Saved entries

================================

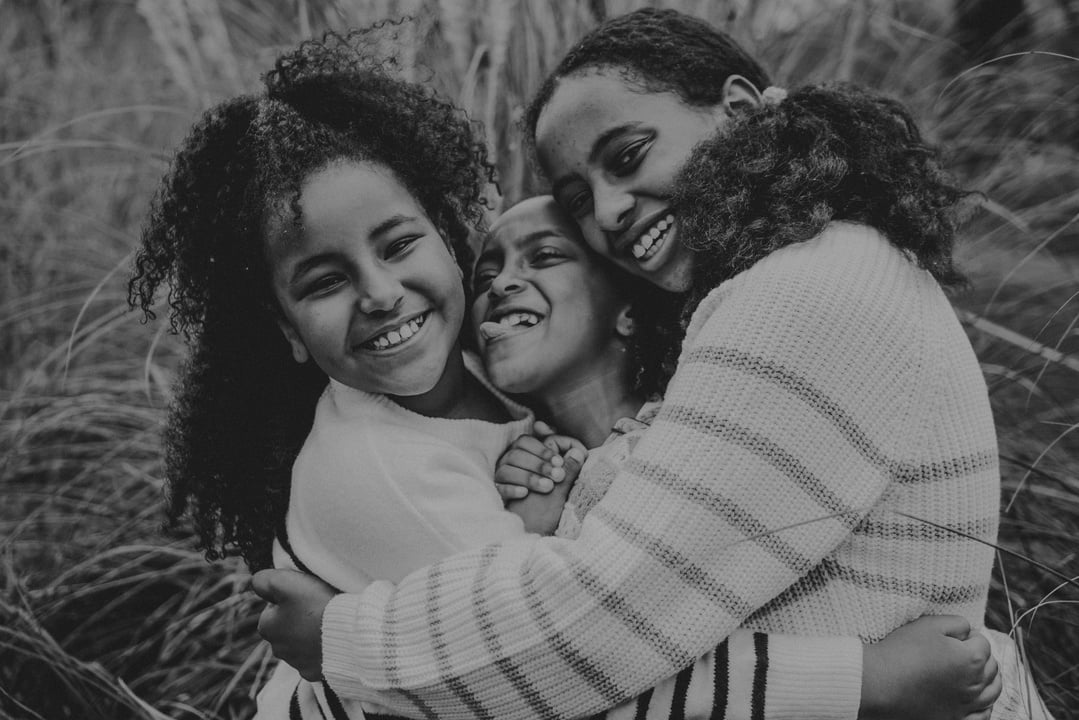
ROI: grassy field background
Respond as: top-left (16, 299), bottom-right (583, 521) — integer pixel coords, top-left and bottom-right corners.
top-left (0, 0), bottom-right (1079, 720)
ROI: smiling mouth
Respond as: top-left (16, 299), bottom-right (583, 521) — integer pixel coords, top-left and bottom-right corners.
top-left (479, 310), bottom-right (543, 342)
top-left (359, 311), bottom-right (431, 351)
top-left (629, 213), bottom-right (674, 262)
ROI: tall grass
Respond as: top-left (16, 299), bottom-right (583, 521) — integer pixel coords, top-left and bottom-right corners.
top-left (0, 0), bottom-right (1079, 720)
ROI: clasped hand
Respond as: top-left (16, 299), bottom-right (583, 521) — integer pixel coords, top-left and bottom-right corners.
top-left (251, 570), bottom-right (337, 682)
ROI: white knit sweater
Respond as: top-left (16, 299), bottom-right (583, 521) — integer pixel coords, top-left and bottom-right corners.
top-left (323, 223), bottom-right (1018, 719)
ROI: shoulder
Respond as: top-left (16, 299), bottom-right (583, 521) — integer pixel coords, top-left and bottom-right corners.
top-left (686, 222), bottom-right (943, 343)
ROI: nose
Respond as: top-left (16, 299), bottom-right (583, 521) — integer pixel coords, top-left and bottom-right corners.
top-left (487, 266), bottom-right (524, 298)
top-left (592, 182), bottom-right (637, 232)
top-left (358, 271), bottom-right (405, 315)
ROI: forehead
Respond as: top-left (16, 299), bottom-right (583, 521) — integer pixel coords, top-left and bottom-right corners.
top-left (300, 161), bottom-right (418, 227)
top-left (483, 198), bottom-right (577, 248)
top-left (535, 69), bottom-right (711, 175)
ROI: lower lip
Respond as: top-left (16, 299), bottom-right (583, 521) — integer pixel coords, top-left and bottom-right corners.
top-left (630, 225), bottom-right (674, 268)
top-left (484, 317), bottom-right (547, 348)
top-left (358, 311), bottom-right (431, 355)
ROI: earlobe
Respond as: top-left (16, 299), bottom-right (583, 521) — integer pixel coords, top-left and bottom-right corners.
top-left (723, 74), bottom-right (762, 114)
top-left (277, 317), bottom-right (311, 365)
top-left (614, 305), bottom-right (637, 338)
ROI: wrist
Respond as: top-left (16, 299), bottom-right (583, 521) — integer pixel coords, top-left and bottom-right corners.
top-left (858, 643), bottom-right (893, 720)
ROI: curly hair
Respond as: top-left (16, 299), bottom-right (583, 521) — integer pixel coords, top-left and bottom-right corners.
top-left (522, 8), bottom-right (770, 154)
top-left (128, 26), bottom-right (493, 570)
top-left (672, 84), bottom-right (970, 316)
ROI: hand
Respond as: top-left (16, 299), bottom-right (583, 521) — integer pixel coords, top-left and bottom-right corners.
top-left (494, 421), bottom-right (588, 502)
top-left (251, 570), bottom-right (337, 682)
top-left (858, 615), bottom-right (1001, 720)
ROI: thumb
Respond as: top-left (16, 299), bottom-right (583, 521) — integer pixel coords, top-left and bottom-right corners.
top-left (932, 615), bottom-right (970, 640)
top-left (532, 420), bottom-right (555, 440)
top-left (251, 570), bottom-right (291, 604)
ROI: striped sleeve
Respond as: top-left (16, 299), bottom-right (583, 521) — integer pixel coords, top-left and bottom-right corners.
top-left (323, 233), bottom-right (925, 719)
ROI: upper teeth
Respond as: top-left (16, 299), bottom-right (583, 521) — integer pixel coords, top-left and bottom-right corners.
top-left (368, 315), bottom-right (427, 350)
top-left (498, 312), bottom-right (540, 327)
top-left (629, 214), bottom-right (674, 260)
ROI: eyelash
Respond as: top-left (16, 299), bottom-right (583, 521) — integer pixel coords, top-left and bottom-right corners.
top-left (386, 235), bottom-right (421, 258)
top-left (611, 138), bottom-right (650, 176)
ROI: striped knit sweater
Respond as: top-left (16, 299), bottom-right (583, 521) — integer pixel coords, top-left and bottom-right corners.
top-left (323, 223), bottom-right (999, 719)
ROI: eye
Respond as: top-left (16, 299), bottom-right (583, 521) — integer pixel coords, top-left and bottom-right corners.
top-left (473, 268), bottom-right (498, 295)
top-left (303, 273), bottom-right (347, 298)
top-left (532, 246), bottom-right (565, 268)
top-left (611, 138), bottom-right (651, 175)
top-left (386, 235), bottom-right (423, 258)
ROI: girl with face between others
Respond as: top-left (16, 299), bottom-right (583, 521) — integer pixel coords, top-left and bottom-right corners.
top-left (131, 33), bottom-right (988, 718)
top-left (131, 30), bottom-right (533, 718)
top-left (256, 11), bottom-right (1041, 718)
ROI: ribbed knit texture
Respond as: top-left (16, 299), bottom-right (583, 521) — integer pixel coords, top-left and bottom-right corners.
top-left (257, 354), bottom-right (534, 720)
top-left (323, 223), bottom-right (999, 720)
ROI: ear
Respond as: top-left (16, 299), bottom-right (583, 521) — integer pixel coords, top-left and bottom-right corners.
top-left (723, 74), bottom-right (761, 114)
top-left (614, 304), bottom-right (637, 339)
top-left (277, 317), bottom-right (311, 364)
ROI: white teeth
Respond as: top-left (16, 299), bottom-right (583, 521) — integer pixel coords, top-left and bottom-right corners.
top-left (498, 312), bottom-right (540, 327)
top-left (367, 316), bottom-right (426, 350)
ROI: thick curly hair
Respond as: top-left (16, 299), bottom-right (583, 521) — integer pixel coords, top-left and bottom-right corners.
top-left (672, 84), bottom-right (970, 314)
top-left (128, 26), bottom-right (493, 570)
top-left (522, 8), bottom-right (770, 155)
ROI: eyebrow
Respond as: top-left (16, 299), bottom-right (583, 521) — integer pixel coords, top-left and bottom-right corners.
top-left (289, 214), bottom-right (420, 284)
top-left (370, 214), bottom-right (420, 237)
top-left (476, 230), bottom-right (565, 267)
top-left (550, 122), bottom-right (641, 198)
top-left (288, 253), bottom-right (337, 285)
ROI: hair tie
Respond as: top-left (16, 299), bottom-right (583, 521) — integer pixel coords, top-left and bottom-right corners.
top-left (761, 85), bottom-right (787, 105)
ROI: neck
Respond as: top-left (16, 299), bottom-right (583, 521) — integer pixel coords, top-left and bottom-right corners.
top-left (388, 347), bottom-right (510, 422)
top-left (536, 364), bottom-right (644, 448)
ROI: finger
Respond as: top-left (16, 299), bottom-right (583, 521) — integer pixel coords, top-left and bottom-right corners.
top-left (532, 420), bottom-right (555, 439)
top-left (494, 463), bottom-right (555, 494)
top-left (507, 435), bottom-right (556, 460)
top-left (255, 604), bottom-right (277, 642)
top-left (971, 658), bottom-right (1005, 710)
top-left (932, 615), bottom-right (970, 640)
top-left (494, 483), bottom-right (529, 502)
top-left (498, 448), bottom-right (565, 483)
top-left (964, 633), bottom-right (996, 667)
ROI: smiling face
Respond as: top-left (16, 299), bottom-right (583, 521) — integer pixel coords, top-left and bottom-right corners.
top-left (535, 69), bottom-right (751, 291)
top-left (267, 162), bottom-right (465, 404)
top-left (472, 198), bottom-right (630, 399)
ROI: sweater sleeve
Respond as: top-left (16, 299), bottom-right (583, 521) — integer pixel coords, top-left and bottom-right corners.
top-left (323, 230), bottom-right (926, 718)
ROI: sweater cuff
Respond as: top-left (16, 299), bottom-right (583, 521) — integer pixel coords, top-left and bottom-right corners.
top-left (323, 593), bottom-right (379, 699)
top-left (765, 635), bottom-right (862, 720)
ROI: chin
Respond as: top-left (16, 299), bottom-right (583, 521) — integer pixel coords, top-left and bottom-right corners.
top-left (484, 362), bottom-right (538, 395)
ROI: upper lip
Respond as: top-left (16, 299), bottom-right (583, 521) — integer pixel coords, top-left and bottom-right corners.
top-left (614, 207), bottom-right (671, 257)
top-left (356, 310), bottom-right (427, 345)
top-left (483, 304), bottom-right (544, 322)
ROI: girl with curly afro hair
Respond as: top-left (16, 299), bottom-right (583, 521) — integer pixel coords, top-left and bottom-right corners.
top-left (248, 10), bottom-right (1038, 718)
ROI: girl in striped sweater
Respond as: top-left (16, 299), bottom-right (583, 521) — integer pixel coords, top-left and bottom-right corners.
top-left (256, 11), bottom-right (1039, 718)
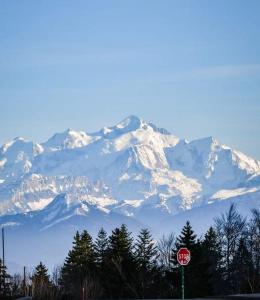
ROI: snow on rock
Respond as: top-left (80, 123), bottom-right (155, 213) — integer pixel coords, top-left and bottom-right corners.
top-left (42, 129), bottom-right (93, 151)
top-left (0, 116), bottom-right (260, 223)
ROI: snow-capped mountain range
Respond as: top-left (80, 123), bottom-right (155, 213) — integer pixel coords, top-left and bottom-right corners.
top-left (0, 116), bottom-right (260, 270)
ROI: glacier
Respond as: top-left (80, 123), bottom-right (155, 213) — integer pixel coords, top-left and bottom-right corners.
top-left (0, 116), bottom-right (260, 272)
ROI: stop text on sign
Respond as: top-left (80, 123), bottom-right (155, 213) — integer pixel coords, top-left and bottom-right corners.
top-left (177, 248), bottom-right (191, 266)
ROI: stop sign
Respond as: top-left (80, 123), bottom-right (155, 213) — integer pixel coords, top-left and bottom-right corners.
top-left (177, 248), bottom-right (190, 266)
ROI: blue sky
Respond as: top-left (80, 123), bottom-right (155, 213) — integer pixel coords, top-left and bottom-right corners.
top-left (0, 0), bottom-right (260, 159)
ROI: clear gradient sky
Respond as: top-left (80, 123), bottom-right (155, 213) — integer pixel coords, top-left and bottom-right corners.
top-left (0, 0), bottom-right (260, 159)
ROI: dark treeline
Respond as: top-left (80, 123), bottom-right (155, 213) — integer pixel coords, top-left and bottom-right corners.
top-left (0, 205), bottom-right (260, 300)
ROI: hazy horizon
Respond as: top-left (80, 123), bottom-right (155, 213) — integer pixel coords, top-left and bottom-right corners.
top-left (0, 1), bottom-right (260, 159)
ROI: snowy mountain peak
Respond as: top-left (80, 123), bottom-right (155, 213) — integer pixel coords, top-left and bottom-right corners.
top-left (0, 116), bottom-right (260, 219)
top-left (0, 137), bottom-right (43, 163)
top-left (42, 129), bottom-right (93, 151)
top-left (115, 115), bottom-right (145, 132)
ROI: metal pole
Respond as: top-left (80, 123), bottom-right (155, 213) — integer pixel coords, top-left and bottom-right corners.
top-left (2, 227), bottom-right (5, 295)
top-left (181, 266), bottom-right (185, 299)
top-left (23, 266), bottom-right (27, 296)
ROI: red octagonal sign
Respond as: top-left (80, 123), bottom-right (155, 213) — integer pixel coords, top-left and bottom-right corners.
top-left (177, 248), bottom-right (190, 266)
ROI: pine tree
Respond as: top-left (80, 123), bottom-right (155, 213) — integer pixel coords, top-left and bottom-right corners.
top-left (231, 237), bottom-right (254, 294)
top-left (216, 204), bottom-right (246, 293)
top-left (32, 262), bottom-right (52, 300)
top-left (172, 221), bottom-right (207, 297)
top-left (0, 259), bottom-right (11, 296)
top-left (94, 228), bottom-right (108, 268)
top-left (61, 230), bottom-right (96, 298)
top-left (201, 226), bottom-right (222, 295)
top-left (176, 221), bottom-right (197, 251)
top-left (135, 229), bottom-right (157, 298)
top-left (105, 225), bottom-right (138, 298)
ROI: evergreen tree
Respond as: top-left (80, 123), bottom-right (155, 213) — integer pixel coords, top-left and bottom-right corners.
top-left (216, 204), bottom-right (246, 293)
top-left (135, 229), bottom-right (157, 298)
top-left (105, 225), bottom-right (138, 298)
top-left (201, 227), bottom-right (222, 295)
top-left (32, 262), bottom-right (53, 300)
top-left (61, 230), bottom-right (96, 299)
top-left (94, 228), bottom-right (108, 268)
top-left (231, 237), bottom-right (254, 294)
top-left (176, 221), bottom-right (197, 251)
top-left (247, 209), bottom-right (260, 293)
top-left (94, 228), bottom-right (109, 296)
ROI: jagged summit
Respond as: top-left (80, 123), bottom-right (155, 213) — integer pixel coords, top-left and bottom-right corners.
top-left (42, 129), bottom-right (92, 151)
top-left (0, 116), bottom-right (260, 270)
top-left (0, 115), bottom-right (260, 216)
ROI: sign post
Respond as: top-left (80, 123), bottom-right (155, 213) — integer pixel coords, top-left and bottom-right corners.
top-left (177, 248), bottom-right (191, 299)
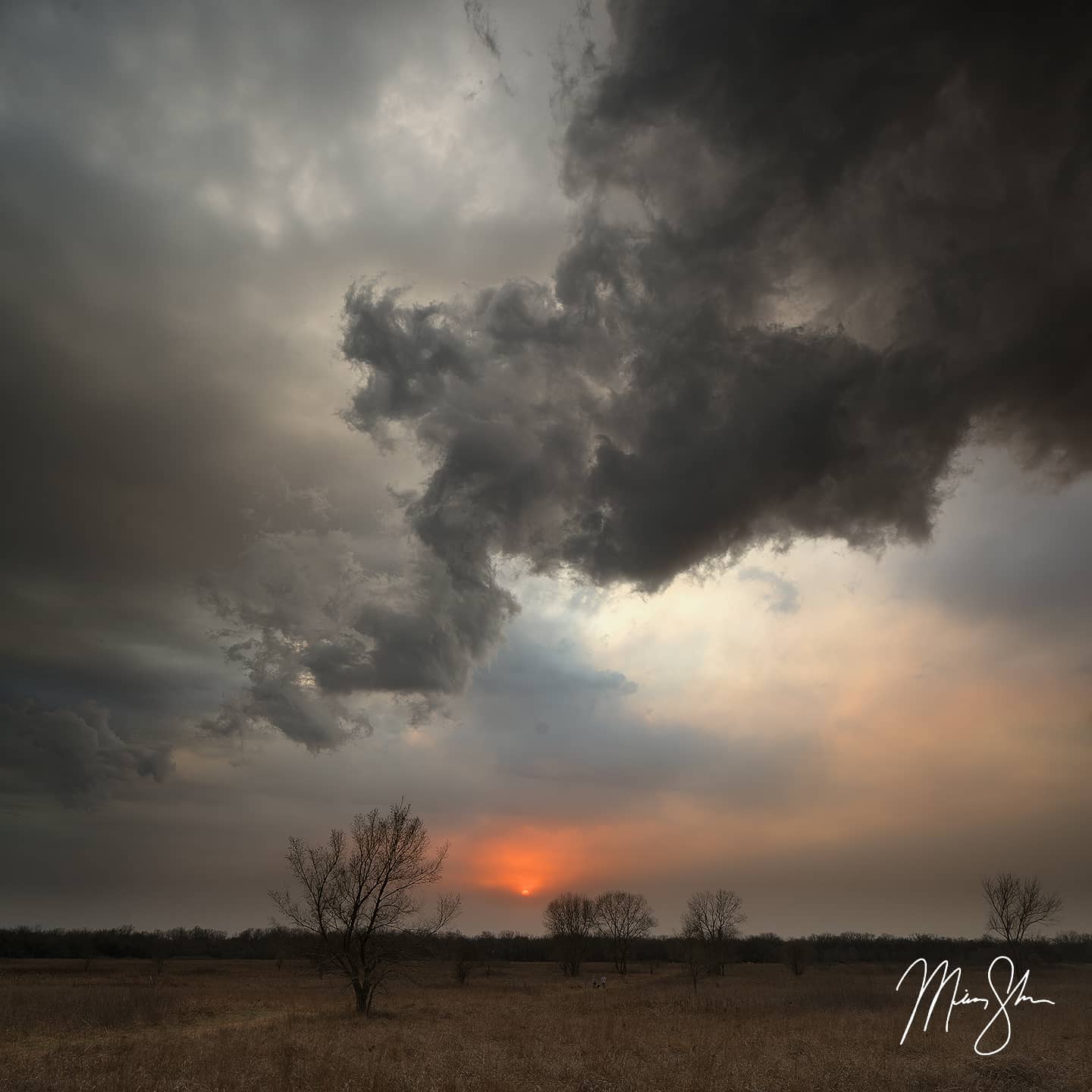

================================

**Work to do**
Pull out every line of the saved entries that contains the word "knit", copying each one in full.

**Finished task**
ROI: white knit sweater
ROI: striped knit sweater
ROI: ribbed knit texture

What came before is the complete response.